Records from a data collection
— start —

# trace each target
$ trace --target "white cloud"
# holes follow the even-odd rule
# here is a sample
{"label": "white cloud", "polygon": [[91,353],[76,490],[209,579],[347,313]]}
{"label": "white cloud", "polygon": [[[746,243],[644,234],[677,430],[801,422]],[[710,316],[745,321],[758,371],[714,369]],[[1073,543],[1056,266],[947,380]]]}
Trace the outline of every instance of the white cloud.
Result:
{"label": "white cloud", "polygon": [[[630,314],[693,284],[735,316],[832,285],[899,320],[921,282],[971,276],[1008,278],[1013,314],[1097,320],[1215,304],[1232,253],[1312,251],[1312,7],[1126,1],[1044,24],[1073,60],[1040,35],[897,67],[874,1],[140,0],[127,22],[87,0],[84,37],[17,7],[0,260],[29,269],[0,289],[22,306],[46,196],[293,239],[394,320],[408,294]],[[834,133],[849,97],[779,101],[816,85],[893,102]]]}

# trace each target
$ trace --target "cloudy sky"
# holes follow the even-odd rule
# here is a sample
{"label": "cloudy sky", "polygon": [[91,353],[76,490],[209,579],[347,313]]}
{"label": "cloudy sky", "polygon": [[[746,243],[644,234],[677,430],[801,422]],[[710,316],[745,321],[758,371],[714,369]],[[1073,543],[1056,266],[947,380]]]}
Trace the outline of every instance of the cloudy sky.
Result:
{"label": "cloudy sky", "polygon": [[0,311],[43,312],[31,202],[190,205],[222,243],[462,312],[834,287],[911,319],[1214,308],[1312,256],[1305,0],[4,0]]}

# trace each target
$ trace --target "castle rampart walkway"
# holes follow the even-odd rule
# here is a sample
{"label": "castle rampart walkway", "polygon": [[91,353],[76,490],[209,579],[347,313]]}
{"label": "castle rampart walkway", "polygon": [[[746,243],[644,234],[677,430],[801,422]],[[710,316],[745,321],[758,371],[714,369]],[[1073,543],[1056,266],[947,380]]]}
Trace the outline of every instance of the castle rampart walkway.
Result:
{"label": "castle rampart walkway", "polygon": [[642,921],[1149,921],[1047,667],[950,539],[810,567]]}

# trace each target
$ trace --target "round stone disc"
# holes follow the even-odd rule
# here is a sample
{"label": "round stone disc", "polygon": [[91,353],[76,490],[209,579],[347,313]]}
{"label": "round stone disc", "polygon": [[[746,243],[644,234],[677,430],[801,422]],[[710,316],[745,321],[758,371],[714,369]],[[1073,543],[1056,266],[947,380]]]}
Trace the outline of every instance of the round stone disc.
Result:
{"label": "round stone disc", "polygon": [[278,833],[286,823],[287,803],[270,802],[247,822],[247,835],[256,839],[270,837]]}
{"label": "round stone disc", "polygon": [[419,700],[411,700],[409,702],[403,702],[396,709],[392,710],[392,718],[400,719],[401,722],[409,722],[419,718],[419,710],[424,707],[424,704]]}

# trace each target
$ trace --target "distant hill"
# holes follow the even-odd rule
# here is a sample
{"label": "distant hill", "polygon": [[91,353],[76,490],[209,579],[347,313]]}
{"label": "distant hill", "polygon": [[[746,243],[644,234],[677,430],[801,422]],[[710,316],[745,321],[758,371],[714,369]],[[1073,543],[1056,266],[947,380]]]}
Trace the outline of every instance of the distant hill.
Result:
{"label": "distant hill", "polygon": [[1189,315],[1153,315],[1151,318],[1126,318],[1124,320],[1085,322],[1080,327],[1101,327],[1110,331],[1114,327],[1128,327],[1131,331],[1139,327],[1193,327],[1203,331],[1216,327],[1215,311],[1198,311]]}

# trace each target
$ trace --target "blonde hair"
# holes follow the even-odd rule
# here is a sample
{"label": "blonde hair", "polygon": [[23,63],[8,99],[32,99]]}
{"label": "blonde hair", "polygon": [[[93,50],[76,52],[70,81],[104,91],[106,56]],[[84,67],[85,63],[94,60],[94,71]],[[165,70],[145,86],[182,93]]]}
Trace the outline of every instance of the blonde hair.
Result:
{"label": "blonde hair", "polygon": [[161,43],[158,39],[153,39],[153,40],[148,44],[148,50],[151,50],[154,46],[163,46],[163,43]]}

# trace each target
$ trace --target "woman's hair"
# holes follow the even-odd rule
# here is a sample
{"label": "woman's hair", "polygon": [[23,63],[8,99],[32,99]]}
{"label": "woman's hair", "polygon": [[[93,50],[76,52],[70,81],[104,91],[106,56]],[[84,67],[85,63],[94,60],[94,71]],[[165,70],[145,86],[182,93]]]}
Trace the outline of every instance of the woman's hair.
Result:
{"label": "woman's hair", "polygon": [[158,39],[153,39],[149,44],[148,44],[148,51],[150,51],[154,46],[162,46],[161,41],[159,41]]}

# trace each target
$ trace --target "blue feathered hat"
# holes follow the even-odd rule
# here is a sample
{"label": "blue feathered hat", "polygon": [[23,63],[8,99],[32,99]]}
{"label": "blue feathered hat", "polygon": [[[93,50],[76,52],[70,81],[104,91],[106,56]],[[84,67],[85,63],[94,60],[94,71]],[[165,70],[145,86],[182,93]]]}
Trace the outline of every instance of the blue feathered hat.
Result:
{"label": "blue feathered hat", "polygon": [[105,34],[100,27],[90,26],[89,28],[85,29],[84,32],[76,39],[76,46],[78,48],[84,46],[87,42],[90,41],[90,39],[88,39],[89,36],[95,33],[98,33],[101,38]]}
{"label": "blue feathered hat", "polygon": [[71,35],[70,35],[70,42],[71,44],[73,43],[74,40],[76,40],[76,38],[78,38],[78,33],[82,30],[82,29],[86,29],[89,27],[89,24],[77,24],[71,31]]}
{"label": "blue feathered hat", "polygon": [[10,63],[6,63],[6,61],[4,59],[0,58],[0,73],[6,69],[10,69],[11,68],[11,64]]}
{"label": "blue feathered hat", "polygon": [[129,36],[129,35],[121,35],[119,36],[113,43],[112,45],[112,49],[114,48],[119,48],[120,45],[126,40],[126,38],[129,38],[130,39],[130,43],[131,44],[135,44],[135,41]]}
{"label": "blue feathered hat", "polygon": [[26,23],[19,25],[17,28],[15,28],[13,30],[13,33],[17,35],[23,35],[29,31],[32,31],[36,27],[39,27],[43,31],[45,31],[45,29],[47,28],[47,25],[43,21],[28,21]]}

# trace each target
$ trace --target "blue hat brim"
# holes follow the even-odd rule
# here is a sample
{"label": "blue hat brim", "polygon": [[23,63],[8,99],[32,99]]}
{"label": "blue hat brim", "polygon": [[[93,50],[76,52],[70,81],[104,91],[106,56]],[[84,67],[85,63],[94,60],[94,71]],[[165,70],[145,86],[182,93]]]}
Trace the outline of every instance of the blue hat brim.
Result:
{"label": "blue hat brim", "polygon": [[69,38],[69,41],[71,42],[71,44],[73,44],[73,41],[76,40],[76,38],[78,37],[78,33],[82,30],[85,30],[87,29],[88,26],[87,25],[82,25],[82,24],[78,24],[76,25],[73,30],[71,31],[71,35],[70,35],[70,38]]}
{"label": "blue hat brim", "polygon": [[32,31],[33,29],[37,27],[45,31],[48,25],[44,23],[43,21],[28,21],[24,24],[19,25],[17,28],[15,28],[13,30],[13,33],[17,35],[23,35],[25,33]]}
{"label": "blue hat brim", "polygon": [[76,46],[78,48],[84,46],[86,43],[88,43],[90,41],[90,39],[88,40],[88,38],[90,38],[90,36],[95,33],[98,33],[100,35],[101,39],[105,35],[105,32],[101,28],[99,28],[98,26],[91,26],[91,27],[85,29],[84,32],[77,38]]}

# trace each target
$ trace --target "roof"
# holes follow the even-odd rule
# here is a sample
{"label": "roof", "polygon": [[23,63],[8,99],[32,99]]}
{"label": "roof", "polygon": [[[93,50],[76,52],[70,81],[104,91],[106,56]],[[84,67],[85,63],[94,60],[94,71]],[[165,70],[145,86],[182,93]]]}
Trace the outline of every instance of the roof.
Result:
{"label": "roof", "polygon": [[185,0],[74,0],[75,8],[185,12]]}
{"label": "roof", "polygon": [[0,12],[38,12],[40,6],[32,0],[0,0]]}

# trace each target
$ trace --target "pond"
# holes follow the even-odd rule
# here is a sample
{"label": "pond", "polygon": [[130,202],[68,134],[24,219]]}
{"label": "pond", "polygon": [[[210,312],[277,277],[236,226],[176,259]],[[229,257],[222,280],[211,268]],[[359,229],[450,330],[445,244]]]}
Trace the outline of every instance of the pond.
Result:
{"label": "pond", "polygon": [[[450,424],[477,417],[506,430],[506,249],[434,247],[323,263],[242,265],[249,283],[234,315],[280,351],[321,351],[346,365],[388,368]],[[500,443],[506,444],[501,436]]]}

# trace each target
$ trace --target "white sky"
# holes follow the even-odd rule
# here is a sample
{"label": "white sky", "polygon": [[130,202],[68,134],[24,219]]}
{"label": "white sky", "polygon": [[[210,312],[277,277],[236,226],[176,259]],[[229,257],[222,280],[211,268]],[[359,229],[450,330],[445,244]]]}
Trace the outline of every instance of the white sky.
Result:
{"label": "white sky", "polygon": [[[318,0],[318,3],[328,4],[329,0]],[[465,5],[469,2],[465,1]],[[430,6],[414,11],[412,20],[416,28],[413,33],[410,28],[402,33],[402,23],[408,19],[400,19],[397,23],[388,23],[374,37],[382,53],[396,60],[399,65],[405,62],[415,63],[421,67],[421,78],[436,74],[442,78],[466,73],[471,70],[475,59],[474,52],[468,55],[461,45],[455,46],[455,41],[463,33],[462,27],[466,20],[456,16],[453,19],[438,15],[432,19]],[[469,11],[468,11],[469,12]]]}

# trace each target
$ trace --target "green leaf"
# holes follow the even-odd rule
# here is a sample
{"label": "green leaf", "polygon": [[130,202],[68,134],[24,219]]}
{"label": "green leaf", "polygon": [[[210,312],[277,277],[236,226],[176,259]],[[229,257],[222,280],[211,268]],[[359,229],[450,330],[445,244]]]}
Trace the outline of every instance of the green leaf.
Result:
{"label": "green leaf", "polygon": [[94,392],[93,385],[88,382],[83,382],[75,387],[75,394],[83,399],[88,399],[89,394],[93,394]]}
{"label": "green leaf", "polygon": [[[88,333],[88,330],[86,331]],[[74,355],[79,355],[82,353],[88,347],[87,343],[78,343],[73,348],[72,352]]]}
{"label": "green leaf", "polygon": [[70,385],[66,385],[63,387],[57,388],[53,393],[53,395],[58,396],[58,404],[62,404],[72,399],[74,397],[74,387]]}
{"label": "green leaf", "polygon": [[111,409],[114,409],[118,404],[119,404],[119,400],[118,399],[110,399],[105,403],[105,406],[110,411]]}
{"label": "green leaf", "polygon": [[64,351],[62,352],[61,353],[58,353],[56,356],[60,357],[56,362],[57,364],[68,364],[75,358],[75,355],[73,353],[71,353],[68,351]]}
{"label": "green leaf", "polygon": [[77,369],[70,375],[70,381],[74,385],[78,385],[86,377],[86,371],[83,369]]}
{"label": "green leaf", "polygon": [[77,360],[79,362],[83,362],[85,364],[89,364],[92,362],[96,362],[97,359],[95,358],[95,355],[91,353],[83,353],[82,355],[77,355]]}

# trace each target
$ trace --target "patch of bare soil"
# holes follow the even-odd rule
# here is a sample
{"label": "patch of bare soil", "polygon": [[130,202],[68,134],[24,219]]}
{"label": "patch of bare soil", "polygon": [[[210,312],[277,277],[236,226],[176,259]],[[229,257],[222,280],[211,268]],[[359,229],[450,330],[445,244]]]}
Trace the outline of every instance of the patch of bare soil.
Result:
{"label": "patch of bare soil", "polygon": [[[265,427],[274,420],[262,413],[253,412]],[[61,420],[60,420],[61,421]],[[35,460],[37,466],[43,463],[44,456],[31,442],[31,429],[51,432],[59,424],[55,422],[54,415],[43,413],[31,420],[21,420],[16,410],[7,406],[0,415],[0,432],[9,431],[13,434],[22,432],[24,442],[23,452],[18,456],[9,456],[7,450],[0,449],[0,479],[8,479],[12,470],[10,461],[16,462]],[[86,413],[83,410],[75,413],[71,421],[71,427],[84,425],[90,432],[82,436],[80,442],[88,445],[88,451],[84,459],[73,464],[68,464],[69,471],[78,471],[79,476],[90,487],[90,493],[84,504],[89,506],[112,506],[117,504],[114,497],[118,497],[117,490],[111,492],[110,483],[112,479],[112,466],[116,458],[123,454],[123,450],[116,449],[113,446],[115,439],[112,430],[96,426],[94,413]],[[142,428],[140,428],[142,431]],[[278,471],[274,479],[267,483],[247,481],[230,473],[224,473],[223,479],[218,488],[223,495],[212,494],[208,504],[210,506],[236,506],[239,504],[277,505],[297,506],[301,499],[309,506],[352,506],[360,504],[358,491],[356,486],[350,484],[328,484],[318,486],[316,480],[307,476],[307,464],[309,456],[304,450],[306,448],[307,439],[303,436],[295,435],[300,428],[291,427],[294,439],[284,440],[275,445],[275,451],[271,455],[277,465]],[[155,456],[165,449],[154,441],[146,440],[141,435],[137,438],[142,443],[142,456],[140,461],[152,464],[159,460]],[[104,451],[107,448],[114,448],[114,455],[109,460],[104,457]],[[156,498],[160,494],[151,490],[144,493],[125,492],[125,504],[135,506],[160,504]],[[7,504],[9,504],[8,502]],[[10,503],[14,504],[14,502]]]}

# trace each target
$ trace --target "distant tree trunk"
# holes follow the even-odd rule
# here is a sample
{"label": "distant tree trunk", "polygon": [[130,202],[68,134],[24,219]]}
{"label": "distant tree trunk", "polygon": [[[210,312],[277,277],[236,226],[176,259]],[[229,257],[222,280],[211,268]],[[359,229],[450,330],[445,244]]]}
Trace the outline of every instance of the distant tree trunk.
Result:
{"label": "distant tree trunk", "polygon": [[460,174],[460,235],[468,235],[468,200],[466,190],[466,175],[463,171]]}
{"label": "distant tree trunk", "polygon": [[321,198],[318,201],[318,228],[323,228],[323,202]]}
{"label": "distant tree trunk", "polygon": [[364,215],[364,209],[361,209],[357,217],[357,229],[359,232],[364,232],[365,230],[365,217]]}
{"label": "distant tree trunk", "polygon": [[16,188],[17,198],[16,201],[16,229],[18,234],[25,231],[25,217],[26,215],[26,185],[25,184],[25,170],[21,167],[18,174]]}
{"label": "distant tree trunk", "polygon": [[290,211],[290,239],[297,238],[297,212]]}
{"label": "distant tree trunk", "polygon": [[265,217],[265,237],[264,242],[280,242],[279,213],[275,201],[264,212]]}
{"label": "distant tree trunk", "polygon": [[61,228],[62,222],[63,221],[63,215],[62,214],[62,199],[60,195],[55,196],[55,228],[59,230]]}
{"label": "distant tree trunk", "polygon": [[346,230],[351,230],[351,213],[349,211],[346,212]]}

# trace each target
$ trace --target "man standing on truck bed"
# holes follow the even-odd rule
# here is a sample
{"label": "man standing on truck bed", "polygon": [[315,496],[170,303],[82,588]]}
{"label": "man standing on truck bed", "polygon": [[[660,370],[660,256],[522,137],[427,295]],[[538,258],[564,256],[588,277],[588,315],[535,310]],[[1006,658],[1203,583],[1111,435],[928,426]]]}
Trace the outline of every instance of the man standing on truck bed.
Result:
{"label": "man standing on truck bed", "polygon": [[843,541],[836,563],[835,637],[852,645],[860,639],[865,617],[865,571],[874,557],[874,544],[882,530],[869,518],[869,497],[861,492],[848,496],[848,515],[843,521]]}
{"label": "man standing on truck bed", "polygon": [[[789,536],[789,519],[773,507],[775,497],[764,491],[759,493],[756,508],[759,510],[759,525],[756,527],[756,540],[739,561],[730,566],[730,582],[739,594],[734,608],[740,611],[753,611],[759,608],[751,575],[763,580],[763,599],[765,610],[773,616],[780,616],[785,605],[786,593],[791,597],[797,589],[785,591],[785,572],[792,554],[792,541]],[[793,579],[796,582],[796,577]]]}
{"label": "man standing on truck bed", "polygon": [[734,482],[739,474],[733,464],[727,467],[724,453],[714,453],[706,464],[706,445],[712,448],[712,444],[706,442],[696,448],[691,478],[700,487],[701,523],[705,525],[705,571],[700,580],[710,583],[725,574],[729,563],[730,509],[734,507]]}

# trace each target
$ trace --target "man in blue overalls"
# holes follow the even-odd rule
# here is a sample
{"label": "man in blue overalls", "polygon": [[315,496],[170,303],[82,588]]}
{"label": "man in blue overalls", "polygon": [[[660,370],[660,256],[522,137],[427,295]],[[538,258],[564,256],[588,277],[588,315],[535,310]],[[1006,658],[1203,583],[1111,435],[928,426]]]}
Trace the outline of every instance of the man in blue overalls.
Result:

— end —

WHAT YOU SHOULD DO
Report each line above that contains the word "woman", copying every such line in full.

FULL SOLUTION
$ trace --target "woman's hair"
{"label": "woman's hair", "polygon": [[23,63],[8,99],[32,99]]}
{"label": "woman's hair", "polygon": [[[93,50],[76,52],[70,81],[104,91],[106,56]],[[84,67],[85,63],[94,60],[94,71]],[[165,70],[145,86],[182,93]]]}
Trace the outline of every instance of the woman's hair.
{"label": "woman's hair", "polygon": [[158,39],[153,39],[149,44],[148,44],[148,51],[150,51],[154,46],[162,46],[161,41],[159,41]]}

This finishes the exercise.